▸ **Source text**:
- - - -
In [None]:
import pandas as pd
from matplotlib import pyplot as plt
import seaborn as sns

# Comparing Python and Enso dataframe operations.

This benchmark compares some basic dataframe operations - joining, filling missing values, filtering, mapping vectorized operations.

## How it is measured

It uses a very simple methodology - each pipeline is run 20 times and times for each operation of interest are reported.
Thus it does *not* measure startup time (as this is not relevant for the comparison) and it does not check how warmup affects efficiency (so that it measures performance as it is right after starting).

The benchmarks were run on a ThinkPad T480s (i7-8550U, 16GB RAM) connected to AC.

## What is measured

In [None]:
citations = pd.read_csv("../data/Parking_Citations_in_FY_2018.csv")
- - - -
▸ **Material provided**:
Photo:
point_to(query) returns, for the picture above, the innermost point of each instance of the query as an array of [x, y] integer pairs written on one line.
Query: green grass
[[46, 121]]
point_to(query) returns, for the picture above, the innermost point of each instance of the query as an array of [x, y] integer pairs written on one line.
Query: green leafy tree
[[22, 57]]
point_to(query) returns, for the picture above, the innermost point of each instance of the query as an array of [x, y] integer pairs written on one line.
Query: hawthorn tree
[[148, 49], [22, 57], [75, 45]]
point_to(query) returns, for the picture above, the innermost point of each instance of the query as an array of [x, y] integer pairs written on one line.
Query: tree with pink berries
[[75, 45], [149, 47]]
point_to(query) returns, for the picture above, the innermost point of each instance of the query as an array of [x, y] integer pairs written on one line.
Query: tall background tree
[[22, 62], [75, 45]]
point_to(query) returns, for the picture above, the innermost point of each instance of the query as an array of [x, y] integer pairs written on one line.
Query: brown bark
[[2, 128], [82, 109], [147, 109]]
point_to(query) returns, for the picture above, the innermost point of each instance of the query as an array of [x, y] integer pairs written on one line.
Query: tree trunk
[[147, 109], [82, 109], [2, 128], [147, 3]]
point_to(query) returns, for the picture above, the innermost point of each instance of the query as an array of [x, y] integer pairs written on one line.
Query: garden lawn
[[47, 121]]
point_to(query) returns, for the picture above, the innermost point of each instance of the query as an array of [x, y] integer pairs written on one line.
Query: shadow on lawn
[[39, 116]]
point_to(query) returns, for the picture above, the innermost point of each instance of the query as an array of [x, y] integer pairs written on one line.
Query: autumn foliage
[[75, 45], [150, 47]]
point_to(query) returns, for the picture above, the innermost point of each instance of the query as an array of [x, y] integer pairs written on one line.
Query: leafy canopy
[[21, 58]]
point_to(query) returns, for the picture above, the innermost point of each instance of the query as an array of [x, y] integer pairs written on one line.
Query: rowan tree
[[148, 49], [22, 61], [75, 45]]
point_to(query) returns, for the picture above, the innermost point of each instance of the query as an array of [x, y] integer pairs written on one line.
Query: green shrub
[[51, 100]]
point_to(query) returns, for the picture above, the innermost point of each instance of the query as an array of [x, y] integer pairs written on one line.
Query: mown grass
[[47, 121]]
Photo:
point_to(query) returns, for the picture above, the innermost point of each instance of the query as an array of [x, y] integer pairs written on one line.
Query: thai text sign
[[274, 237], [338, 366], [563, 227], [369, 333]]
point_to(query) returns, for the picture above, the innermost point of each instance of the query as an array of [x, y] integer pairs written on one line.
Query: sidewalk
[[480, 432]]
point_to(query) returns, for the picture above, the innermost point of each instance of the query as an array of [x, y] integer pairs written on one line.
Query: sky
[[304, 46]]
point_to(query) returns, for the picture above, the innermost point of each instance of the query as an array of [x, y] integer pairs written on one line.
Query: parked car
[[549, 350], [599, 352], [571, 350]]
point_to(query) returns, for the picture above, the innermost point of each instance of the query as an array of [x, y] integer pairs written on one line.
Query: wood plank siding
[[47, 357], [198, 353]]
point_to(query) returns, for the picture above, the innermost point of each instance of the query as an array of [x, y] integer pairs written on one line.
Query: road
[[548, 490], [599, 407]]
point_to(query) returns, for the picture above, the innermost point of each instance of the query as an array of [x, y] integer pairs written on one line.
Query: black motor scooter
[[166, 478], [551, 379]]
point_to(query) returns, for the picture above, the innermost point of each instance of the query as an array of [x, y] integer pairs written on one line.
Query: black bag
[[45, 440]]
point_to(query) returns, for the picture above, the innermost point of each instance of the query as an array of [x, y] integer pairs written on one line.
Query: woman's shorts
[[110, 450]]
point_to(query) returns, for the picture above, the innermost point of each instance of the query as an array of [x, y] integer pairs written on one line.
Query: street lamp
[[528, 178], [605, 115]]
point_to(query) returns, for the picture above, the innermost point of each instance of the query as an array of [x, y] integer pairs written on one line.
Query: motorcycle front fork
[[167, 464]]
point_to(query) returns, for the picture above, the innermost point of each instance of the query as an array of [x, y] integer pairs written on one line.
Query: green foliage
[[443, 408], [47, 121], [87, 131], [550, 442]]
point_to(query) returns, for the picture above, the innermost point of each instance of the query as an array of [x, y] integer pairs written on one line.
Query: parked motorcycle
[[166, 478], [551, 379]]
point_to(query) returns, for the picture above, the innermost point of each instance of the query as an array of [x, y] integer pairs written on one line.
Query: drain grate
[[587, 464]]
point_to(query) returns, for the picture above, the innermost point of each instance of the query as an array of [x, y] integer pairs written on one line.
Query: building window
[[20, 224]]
- - - -
▸ **What this exercise asks**:
1. Summarize the benchmark text in two sentences.
2. Output the part of the benchmark text that begins at the words "This benchmark compares" and ends after the words "interest are reported.".
3. Pick up the benchmark text after its last line and continue it.
The material shown above is separate from the benchmark text.

▸ **The responses**:
1. The benchmark compares basic dataframe operations in Python and Enso, such as joining, filling missing values, filtering and mapping vectorized operations. Each pipeline is run 20 times on a ThinkPad T480s, and the times for each operation are reported, without measuring startup time or the effect of warmup.

2.
This benchmark compares some basic dataframe operations - joining, filling missing values, filtering, mapping vectorized operations.

## How it is measured

It uses a very simple methodology - each pipeline is run 20 times and times for each operation of interest are reported.

3.
meters = pd.read_csv("../data/LADOT_Metered_Parking_Inventory___Policies.csv")

In [None]:
citations.shape

In [None]:
meters.shape

In [None]:
headers = [
    "loading",
    "filter1",
    "fill_na",
    "joining",
    "filter2",
    "map_and_filter1",
    # "map_and_filter2",
]

In [None]:
citations["Meter Id"] = citations["Meter Id"].fillna("")
citations.join(meters.set_index("SpaceID"), on="Meter Id", how="inner").shape

We use as input two files from Los Angeles Open Data

- `Parking_Citations_in_FY_2018.csv` - 268MB file consisting of 2188975 rows and 18 columns,
- `LADOT_Metered_Parking_Inventory___Policies.csv` - 3.5MB file consisting of 33989 rows and 18 columns.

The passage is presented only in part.